━━━━━ Text block ━━━━━

You serve as the Co-Director of Clinical Ultrasound for the Emergency Medicine Department. Tell us a little bit about that role…
I am fortunate to work with other talented clinical ultrasound faculty, Nik Theyyunni and Rob Huang, to oversee the clinical ultrasound program in the emergency department at the University of Michigan. Responsibilities of the position include the curriculum development and education of all emergency medicine residents, clinical ultrasound fellows, and pediatric emergency medicine fellows in the practice of bedside ultrasound. Together, we promote the use of diagnostic and procedural bedside ultrasound to improve patient care and safety, and provide quality assurance for the studies performed in the emergency department. In addition, I am actively involved in the development of a curriculum to integrate ultrasound into medical student education. Beyond the clinical benefits of ultrasound training, medical educators have recognized that ultrasound can be a powerful adjunct in teaching the anatomic, physiologic, and pathologic concepts of the preclinical years.
How do you see ultrasound being utilized when it comes to advancing critical care?
The use of clinical ultrasound is essential to the management of the critically ill patient, especially in the undifferentiated patient presenting in shock. Bedside ultrasound provides invaluable information to diagnose acute life-threatening conditions and guide invasive procedures. Ultrasound allows real-time evaluation of a patient’s disease process, including cardiac dysfunction, lung pathology, and intravascular volume status. To deliver the highest quality and most advanced critical care, we consistently integrate ultrasound into the management of critically ill patients to guide resuscitation. In the future, we hope to develop automated, non-invasive ultrasound technology that provides continuous hemodynamic monitoring in our patients in shock.
You are also responsible for the critical care ultrasound curriculum for the aeromedical transport program. What does that entail?
In order to improve the care of our critically ill patients, and in accordance with our mission to create the future of emergency care, we decided to teach Survival Flight, the University of Michigan’s medical transport flight nursing staff, the basic skills necessary to provide clinical ultrasound for patients during transport. Through didactic and hands on training, the flight nurses were trained utilizing portable ultrasound machines in the core critical care ultrasound applications. With the support of the emergency department and the enthusiasm of the flight nurses, nearly every nurse has passed a competency exam and is approved to carry and use portable ultrasound in the management of our most critically ill patients being transferred to the University of Michigan.
The weather is really starting to get nice out there. Do you have any favorite warm weather activities in Ann Arbor?
I am still getting used to these Ann Arbor winters and am really looking forward to the warm weather. I enjoy taking walks to the farmer’s market or going to one of the playgrounds or parks with my wife and two small children. I am hoping to explore northern Michigan and all it has to offer this summer.

━━━━━

Tasks →
1. In the interview, what is Survival Flight?
2. List each aspect of a patient's disease process that, according to the interview, ultrasound allows to be evaluated in real time.
The rows have no connection to the interview above.

━━━━━ Supplied information ━━━━━

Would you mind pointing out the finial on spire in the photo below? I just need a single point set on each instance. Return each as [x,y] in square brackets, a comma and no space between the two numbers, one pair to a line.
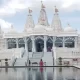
[30,11]
[56,10]
[42,4]
[68,24]
[11,26]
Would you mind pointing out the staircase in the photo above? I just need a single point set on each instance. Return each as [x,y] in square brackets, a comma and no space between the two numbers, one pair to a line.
[36,57]
[21,61]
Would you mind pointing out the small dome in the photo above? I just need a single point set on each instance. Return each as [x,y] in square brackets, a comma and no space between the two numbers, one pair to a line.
[39,28]
[69,29]
[49,29]
[29,30]
[12,30]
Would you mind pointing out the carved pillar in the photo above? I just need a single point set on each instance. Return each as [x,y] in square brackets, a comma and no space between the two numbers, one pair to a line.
[17,43]
[75,44]
[6,44]
[45,47]
[26,45]
[63,42]
[54,41]
[33,44]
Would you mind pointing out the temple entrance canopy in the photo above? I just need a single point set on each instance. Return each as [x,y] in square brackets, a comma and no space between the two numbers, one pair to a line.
[39,43]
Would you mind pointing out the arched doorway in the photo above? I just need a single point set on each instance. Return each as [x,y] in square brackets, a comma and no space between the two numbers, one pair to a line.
[49,45]
[39,43]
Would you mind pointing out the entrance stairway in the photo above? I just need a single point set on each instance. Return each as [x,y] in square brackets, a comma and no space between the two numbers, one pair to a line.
[21,61]
[36,57]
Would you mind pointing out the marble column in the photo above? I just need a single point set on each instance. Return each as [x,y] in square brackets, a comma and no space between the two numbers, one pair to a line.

━━━━━

Per-task answers →
1. Survival Flight is the University of Michigan's medical transport flight nursing staff.

2. Cardiac dysfunction, lung pathology, and intravascular volume status.